SET EXERCISE: Please change every "Tag" in the records below to "Mark", keeping all other text the same.

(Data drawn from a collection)
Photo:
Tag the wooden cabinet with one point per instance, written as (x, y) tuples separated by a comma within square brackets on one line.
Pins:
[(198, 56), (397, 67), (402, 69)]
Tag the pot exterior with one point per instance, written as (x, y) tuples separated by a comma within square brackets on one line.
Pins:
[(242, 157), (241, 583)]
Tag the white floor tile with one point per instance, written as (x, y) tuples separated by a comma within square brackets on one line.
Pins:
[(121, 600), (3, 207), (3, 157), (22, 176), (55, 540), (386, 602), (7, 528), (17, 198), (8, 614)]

RESPONSE:
Photo:
Mark the wooden cabinet with one point per instance, written as (x, y) tuples separated by a comma within square brackets on one line.
Pins:
[(198, 56), (397, 67), (402, 69)]
Mark the pot exterior with one point per instance, written as (x, y) tuples separated by a comma within square brackets on one line.
Pins:
[(242, 157), (241, 583)]
Mark the white floor tile with one point per instance, written as (x, y) tuples separated by a comma within square brackets on one line.
Pins:
[(121, 600), (3, 207), (3, 157), (22, 176), (55, 540), (386, 602), (7, 528), (17, 198), (8, 614)]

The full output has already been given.